SOURCE RECORDS below:

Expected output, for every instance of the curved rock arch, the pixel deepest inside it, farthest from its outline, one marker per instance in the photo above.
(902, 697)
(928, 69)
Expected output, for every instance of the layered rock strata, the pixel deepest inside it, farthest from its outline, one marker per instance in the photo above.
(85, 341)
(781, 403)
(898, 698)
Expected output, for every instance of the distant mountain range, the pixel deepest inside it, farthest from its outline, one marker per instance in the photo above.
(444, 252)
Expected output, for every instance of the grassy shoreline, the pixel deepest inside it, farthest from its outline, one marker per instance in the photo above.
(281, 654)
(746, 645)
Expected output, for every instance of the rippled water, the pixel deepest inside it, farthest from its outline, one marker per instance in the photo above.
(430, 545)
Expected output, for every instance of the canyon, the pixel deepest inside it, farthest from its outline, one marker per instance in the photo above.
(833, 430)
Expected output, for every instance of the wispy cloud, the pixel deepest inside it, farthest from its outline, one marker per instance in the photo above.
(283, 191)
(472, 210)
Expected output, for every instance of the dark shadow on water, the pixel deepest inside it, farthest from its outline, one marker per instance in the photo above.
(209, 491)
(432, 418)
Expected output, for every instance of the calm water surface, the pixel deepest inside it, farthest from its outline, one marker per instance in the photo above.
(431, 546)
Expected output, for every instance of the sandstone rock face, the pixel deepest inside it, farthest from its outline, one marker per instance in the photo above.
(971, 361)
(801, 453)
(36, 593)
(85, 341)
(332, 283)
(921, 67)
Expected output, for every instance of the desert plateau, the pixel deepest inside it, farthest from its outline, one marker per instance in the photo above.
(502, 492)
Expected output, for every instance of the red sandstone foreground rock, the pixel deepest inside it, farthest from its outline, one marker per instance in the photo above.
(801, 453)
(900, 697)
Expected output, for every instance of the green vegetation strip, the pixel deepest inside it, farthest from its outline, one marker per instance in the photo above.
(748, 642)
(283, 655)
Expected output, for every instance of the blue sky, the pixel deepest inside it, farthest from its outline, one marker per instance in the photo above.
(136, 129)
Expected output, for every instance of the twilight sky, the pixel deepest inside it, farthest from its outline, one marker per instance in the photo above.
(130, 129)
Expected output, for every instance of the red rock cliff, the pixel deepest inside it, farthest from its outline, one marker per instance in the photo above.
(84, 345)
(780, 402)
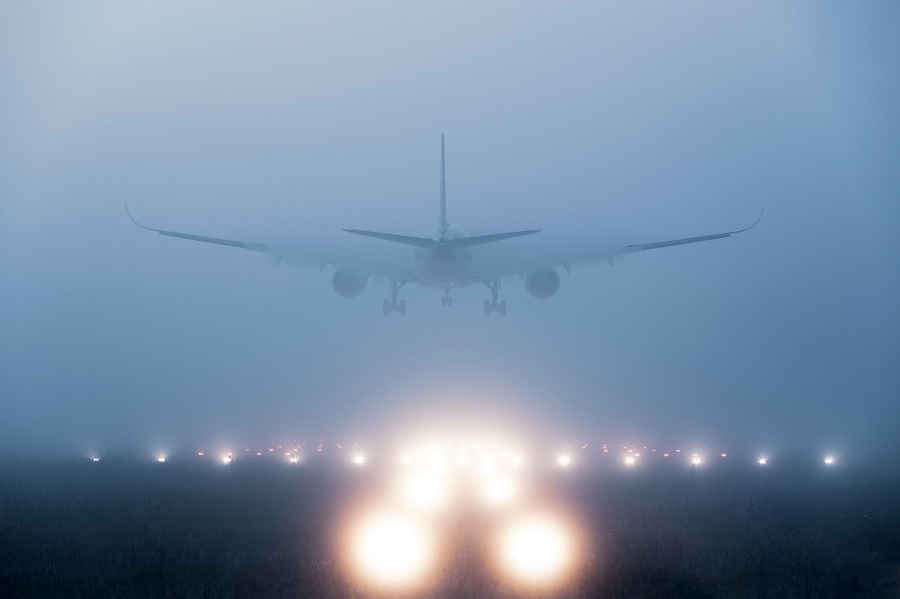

End of SOURCE RECORDS.

### REQUIRED WORK
Give again, word for word, the lines from the one containing "Expected output, for every instance of the blue" through the last line of the entries, with pictures omitted and nothing added.

### ANSWER TO THIS EXERCISE
Expected output, for every instance of the blue sky, the pixel deepest inside it, farthest from its outline, one marker per instance in the photo above.
(136, 129)
Expected output, for every instance of the twilight sky, the pixel deepest inside it, farthest from its outline, one marker per instance in the photo above.
(130, 129)
Expected output, for every instance of the red rock cliff, the pixel deepest inside it, farthest from its outline, one marker per instance in the photo above.
(84, 345)
(780, 402)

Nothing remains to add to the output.